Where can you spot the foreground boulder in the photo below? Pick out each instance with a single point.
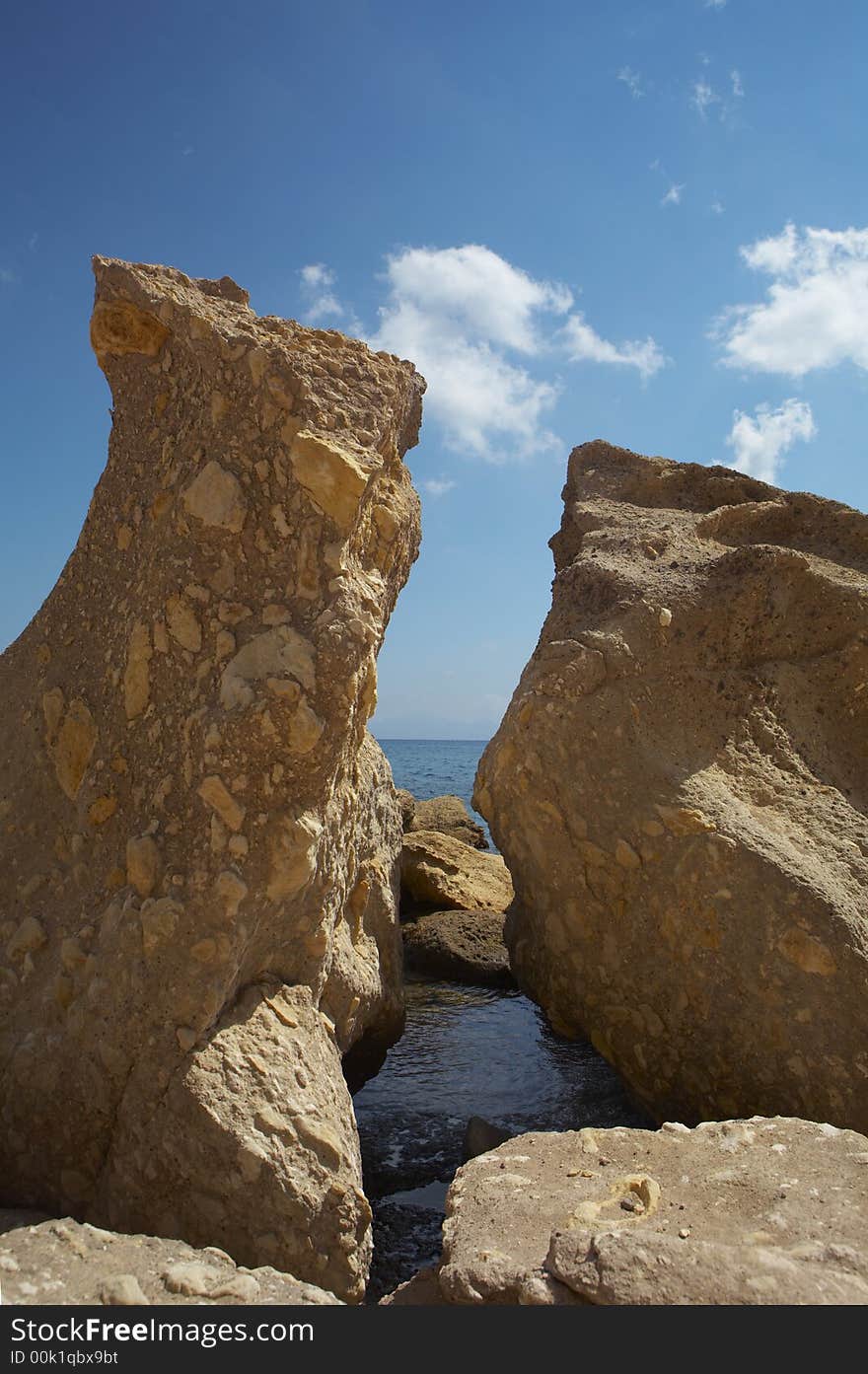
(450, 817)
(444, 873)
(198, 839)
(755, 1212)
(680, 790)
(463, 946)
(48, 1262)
──────────
* Exercise goal: Rewrite the lines above as a Markdown table with the columns "Row" and "Line", numbering each row and leaving out blank lines and any pictures.

* Problem solution:
| Row | Line |
|---|---|
| 1 | Where can you spot the foreground boulder in the photo below? Pick out each instance with a single point. |
| 2 | (450, 817) |
| 3 | (444, 873) |
| 4 | (198, 839) |
| 5 | (755, 1212) |
| 6 | (680, 790) |
| 7 | (463, 946) |
| 8 | (48, 1262) |